(Request): Only the lines from the one containing "Target = windshield wiper" to the end of the entries should be written out, each exactly as it stands, both ends included.

(The records):
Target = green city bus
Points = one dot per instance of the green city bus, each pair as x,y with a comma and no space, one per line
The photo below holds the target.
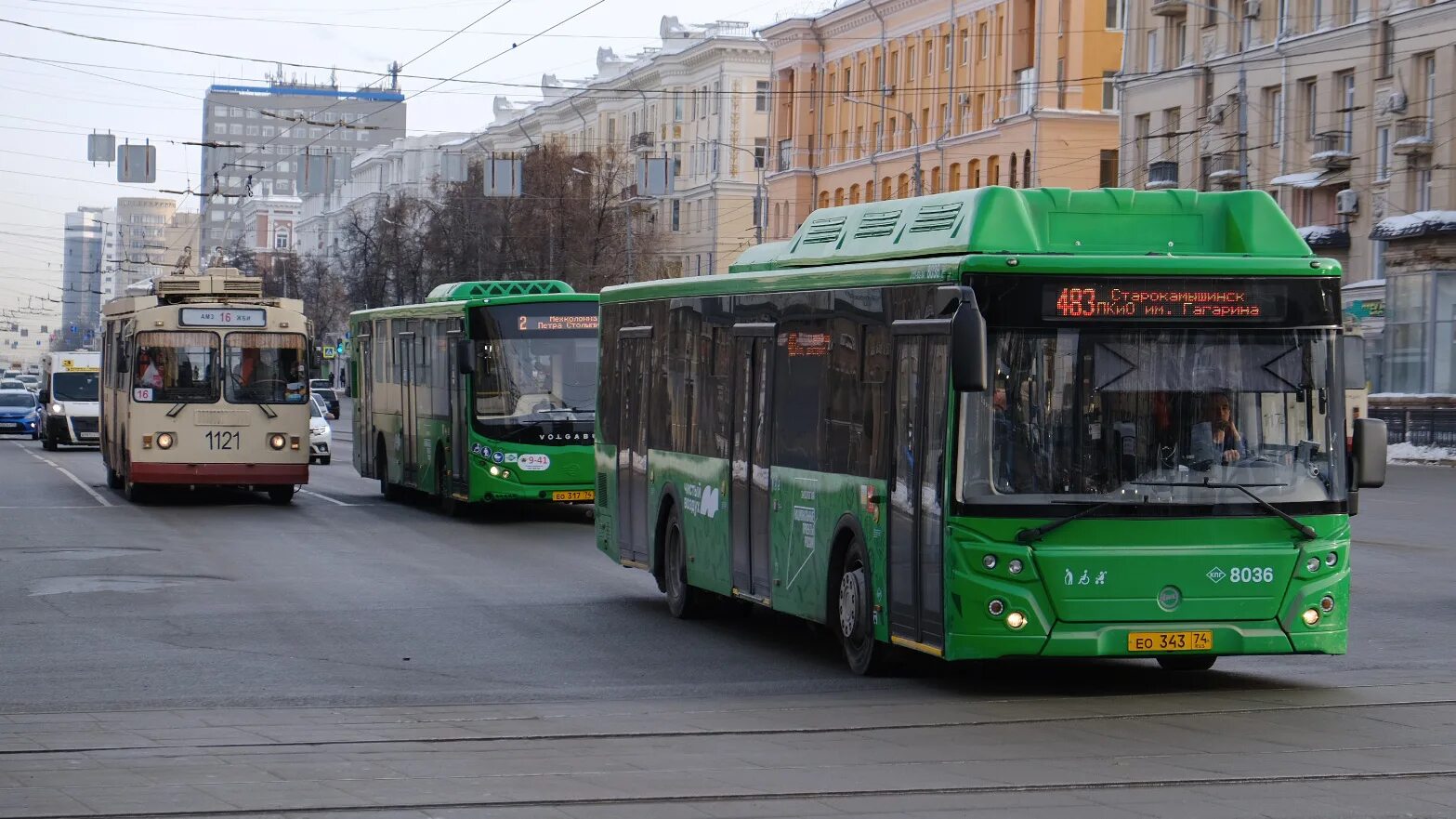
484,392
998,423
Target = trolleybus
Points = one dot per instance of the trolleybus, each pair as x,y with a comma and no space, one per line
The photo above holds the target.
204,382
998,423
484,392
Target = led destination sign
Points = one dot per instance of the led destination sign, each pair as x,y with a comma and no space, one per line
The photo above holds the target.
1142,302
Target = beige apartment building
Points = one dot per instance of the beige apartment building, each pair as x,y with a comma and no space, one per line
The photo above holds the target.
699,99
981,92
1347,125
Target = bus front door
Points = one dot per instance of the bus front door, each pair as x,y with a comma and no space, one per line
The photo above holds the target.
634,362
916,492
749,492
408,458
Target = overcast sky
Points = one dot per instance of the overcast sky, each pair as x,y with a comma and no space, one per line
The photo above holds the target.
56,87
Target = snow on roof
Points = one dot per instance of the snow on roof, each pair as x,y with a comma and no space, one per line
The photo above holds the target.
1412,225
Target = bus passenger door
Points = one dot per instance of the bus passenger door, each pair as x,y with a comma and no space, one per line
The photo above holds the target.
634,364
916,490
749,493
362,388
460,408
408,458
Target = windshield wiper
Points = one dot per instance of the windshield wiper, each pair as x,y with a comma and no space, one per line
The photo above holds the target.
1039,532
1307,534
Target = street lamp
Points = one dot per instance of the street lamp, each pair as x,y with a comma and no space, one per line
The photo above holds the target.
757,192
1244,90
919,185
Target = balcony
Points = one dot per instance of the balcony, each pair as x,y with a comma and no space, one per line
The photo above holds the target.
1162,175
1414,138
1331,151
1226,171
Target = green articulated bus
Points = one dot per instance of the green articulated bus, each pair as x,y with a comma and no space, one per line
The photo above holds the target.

(Solution for this exercise):
Target = windshield wiper
Points = one dot per instance of the windshield wiper, each pair as x,y with a comma and no space, one per line
The photo above holds the target.
1039,532
1307,534
Target = street lamp
Points = one dot per instance of the street lamp, each pair as x,y with a comma and no space, one per line
The photo above holds the target.
757,192
1244,90
919,185
Target = balcony
Points = one dot per instance of the balcony, each pair as x,y with a comma and no space, one per line
The photo above holds the target.
1162,175
1414,138
1331,151
1226,171
Target = green articulated bus
Points = one dot per instance of the green articulated bus, each pair as x,y with a comma and no space, one per line
The photo above holds the target.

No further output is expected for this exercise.